Only the lines below from the one with "Task: pick out one point for each instance of the brown" through the one with "Write each point like x=1268, y=313." are to be written out, exactly and without any images.
━━━━━━━━━━━━━━━━━━━━
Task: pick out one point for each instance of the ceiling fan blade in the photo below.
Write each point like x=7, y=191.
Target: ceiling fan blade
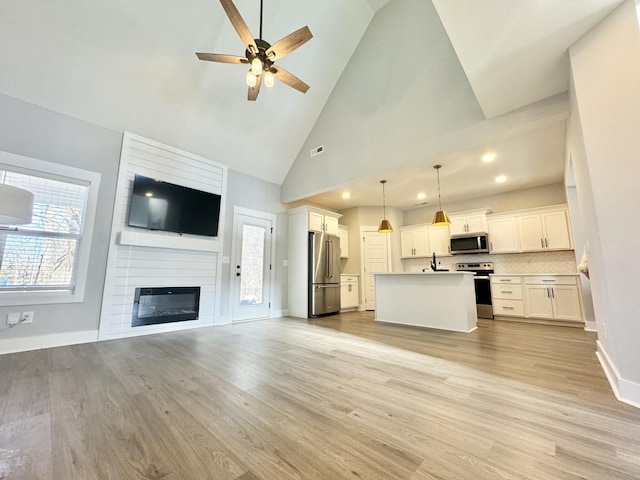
x=253, y=91
x=218, y=57
x=238, y=23
x=289, y=43
x=289, y=79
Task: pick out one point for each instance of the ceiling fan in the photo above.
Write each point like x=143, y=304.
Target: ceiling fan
x=261, y=55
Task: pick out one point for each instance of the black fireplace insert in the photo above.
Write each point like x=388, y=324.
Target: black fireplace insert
x=152, y=306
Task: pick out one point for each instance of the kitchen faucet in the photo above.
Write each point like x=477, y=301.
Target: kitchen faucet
x=434, y=264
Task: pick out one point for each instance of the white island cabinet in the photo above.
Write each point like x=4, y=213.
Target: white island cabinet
x=442, y=300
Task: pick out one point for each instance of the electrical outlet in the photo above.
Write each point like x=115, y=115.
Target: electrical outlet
x=13, y=318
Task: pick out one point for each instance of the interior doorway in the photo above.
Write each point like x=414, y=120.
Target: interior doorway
x=375, y=258
x=251, y=269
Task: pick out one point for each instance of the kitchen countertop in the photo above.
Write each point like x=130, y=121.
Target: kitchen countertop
x=425, y=273
x=534, y=274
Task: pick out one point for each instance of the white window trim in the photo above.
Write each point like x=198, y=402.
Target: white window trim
x=32, y=166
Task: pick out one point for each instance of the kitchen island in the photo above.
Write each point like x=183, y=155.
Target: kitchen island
x=442, y=300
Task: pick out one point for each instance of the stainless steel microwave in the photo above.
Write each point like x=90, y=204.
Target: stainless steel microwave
x=470, y=243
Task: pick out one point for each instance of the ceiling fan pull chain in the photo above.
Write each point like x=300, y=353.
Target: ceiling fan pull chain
x=261, y=19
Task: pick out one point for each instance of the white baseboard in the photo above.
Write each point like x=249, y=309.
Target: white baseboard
x=223, y=320
x=22, y=344
x=624, y=390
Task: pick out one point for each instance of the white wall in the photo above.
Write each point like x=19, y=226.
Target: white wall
x=606, y=154
x=35, y=132
x=397, y=103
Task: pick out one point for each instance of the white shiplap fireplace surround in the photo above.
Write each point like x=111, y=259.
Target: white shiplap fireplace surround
x=139, y=258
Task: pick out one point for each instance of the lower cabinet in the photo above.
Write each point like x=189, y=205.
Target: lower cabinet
x=552, y=298
x=544, y=297
x=506, y=293
x=349, y=297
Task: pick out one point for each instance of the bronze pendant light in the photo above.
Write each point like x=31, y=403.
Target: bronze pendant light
x=440, y=219
x=385, y=225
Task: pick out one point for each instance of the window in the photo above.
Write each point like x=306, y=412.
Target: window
x=45, y=261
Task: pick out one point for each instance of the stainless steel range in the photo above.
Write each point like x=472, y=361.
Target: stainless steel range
x=483, y=286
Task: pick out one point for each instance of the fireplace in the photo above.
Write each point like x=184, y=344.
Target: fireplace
x=152, y=306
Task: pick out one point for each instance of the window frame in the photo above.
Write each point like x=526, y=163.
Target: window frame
x=55, y=171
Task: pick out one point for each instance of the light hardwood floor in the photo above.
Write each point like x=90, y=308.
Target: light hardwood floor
x=333, y=398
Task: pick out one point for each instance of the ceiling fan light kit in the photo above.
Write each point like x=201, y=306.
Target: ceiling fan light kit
x=261, y=55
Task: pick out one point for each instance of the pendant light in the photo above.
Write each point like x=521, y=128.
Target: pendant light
x=440, y=219
x=385, y=225
x=16, y=205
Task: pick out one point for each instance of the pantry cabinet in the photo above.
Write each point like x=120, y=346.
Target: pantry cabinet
x=319, y=222
x=343, y=234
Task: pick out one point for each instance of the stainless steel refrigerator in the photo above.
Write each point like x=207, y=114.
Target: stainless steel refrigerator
x=324, y=274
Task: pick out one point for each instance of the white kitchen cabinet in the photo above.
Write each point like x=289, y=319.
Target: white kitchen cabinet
x=349, y=298
x=343, y=234
x=552, y=298
x=506, y=295
x=503, y=235
x=319, y=222
x=544, y=231
x=439, y=241
x=472, y=221
x=414, y=241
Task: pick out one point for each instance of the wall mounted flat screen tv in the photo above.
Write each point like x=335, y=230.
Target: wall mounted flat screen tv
x=157, y=205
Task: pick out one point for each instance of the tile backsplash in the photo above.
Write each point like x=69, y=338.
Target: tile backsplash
x=534, y=262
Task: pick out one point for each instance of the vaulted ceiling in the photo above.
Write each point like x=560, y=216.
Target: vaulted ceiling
x=132, y=66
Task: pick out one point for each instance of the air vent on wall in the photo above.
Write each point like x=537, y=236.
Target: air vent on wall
x=317, y=150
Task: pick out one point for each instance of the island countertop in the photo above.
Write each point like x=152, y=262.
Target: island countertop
x=442, y=300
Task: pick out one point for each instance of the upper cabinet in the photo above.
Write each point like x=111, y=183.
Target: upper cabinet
x=439, y=241
x=423, y=241
x=533, y=230
x=343, y=233
x=323, y=222
x=414, y=241
x=503, y=234
x=545, y=231
x=472, y=221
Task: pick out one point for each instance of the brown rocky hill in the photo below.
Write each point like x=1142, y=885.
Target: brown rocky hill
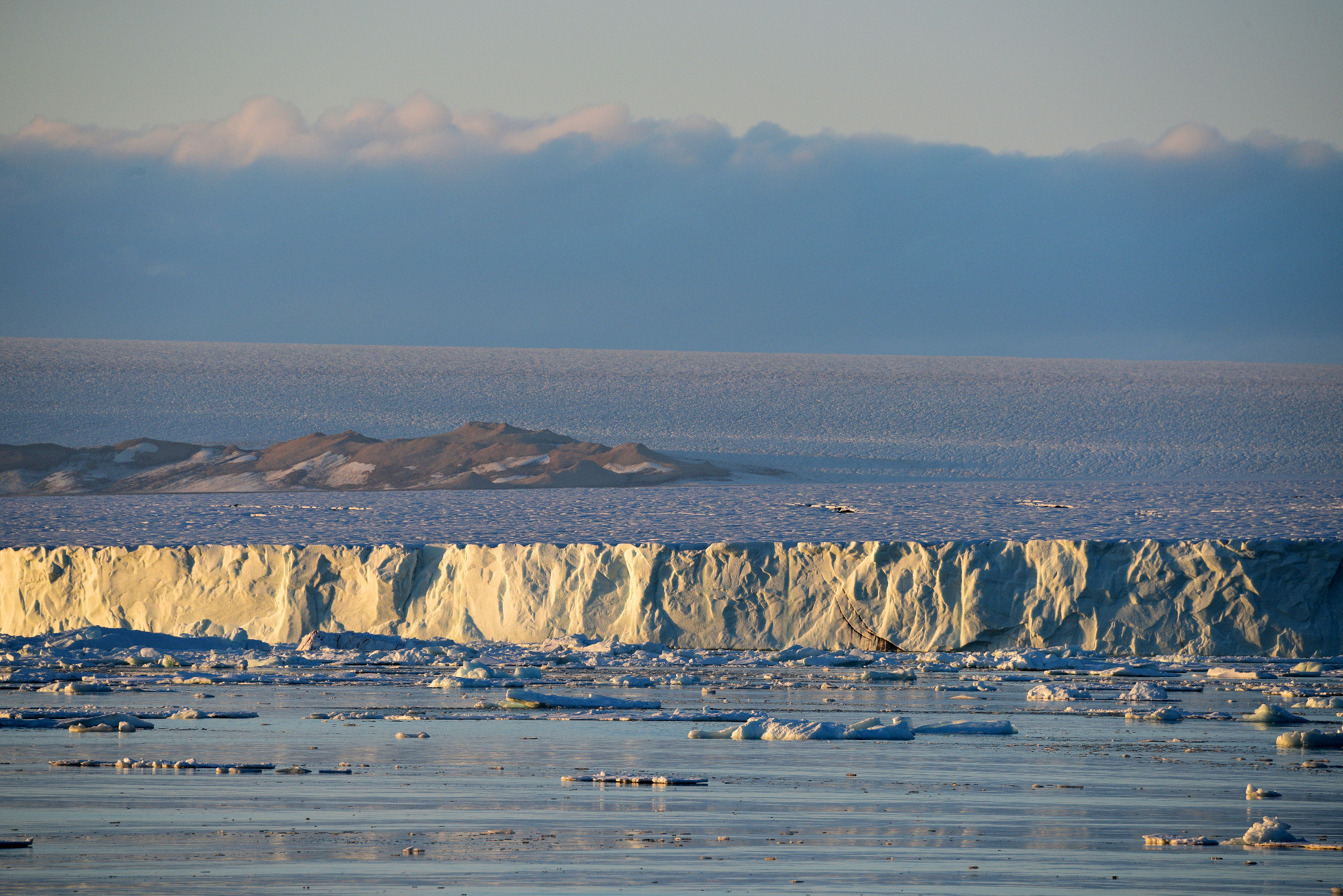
x=477, y=456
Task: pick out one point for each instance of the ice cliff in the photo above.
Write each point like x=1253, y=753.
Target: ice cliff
x=1271, y=596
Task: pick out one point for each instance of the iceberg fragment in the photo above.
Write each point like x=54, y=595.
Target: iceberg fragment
x=1273, y=715
x=771, y=728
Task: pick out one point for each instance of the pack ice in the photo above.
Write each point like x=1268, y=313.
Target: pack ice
x=1205, y=598
x=771, y=728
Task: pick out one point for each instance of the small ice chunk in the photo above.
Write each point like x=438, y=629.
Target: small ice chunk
x=1271, y=830
x=474, y=669
x=538, y=700
x=771, y=728
x=631, y=682
x=1146, y=691
x=888, y=674
x=1165, y=714
x=1057, y=692
x=1273, y=715
x=1312, y=739
x=1254, y=793
x=670, y=781
x=1228, y=672
x=967, y=727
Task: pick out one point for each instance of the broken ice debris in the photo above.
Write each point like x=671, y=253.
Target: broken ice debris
x=1146, y=691
x=1256, y=793
x=1312, y=739
x=199, y=714
x=538, y=700
x=888, y=674
x=771, y=728
x=1271, y=830
x=1226, y=672
x=1273, y=715
x=1057, y=692
x=638, y=779
x=965, y=727
x=119, y=722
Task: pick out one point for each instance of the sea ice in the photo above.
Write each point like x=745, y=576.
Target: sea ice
x=638, y=779
x=1165, y=840
x=1256, y=793
x=1057, y=692
x=1312, y=739
x=888, y=674
x=77, y=687
x=1273, y=715
x=1226, y=672
x=771, y=728
x=631, y=682
x=538, y=700
x=967, y=727
x=1271, y=830
x=1165, y=714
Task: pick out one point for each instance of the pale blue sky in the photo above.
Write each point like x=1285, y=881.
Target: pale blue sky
x=1030, y=77
x=591, y=175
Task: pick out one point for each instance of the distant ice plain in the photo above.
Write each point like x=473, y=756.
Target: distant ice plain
x=824, y=418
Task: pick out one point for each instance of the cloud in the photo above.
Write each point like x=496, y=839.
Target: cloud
x=420, y=224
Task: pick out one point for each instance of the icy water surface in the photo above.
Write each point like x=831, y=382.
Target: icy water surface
x=485, y=804
x=696, y=513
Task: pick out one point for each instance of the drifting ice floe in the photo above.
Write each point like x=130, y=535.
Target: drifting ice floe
x=638, y=779
x=112, y=722
x=1165, y=714
x=963, y=727
x=1057, y=692
x=1226, y=672
x=1312, y=739
x=1271, y=830
x=771, y=728
x=888, y=674
x=201, y=714
x=1273, y=715
x=157, y=764
x=538, y=700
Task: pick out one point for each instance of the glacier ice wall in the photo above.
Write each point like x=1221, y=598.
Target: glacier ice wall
x=1211, y=596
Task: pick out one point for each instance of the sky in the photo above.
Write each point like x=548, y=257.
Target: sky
x=1140, y=180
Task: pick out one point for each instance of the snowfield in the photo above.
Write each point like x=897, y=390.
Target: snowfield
x=820, y=417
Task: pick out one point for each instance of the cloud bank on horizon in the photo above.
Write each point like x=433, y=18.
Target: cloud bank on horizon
x=422, y=225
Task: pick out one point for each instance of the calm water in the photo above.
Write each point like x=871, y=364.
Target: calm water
x=932, y=816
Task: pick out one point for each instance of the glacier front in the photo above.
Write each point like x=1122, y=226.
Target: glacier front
x=1143, y=596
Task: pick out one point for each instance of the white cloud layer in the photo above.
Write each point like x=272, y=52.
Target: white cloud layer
x=422, y=129
x=420, y=225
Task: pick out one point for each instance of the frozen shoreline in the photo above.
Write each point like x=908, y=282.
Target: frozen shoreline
x=1208, y=598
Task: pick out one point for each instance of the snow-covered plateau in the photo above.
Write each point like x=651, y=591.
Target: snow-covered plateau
x=1280, y=598
x=778, y=417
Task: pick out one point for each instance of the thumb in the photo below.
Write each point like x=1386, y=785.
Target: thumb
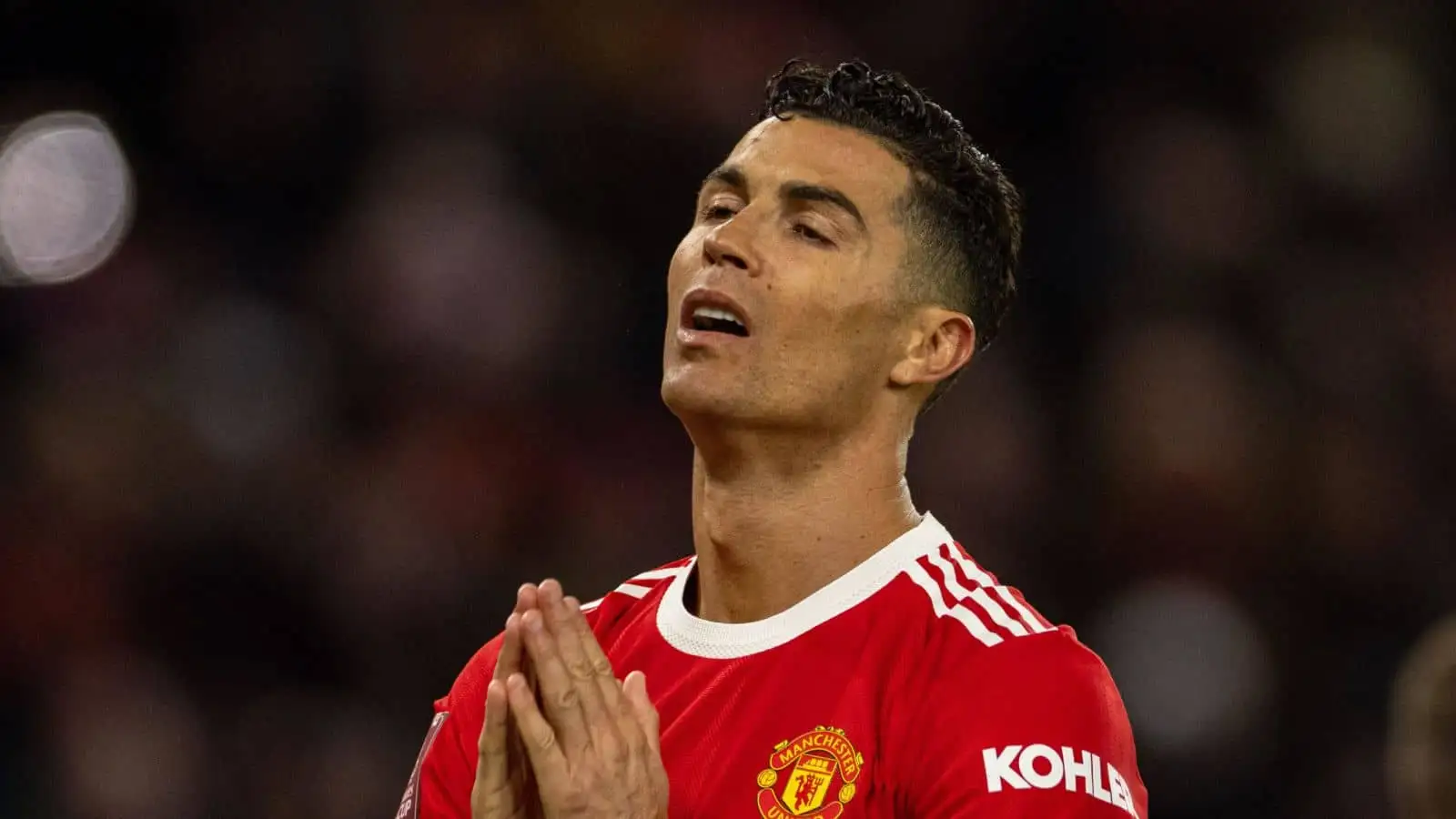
x=635, y=688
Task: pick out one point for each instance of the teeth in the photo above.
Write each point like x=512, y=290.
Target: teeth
x=717, y=314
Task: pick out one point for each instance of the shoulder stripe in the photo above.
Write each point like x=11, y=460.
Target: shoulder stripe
━━━━━━━━━━━━━━━━━━━━
= Answer =
Task: pick out one point for each instance of the brown rocky hill in the photo below.
Write each point like x=1142, y=885.
Target: brown rocky hill
x=477, y=456
Task: pick out one point for each instance of the ice cliff in the photo above.
Write each point like x=1253, y=753.
Target: ice cliff
x=1271, y=596
Task: pick out one point for each instance of the iceberg fragment in the photo above.
Write each point like x=54, y=595.
Target: iceberg fragment
x=1273, y=715
x=771, y=728
Task: pick out one point for each instance of the pack ice in the photo above.
Write each point like x=1268, y=313.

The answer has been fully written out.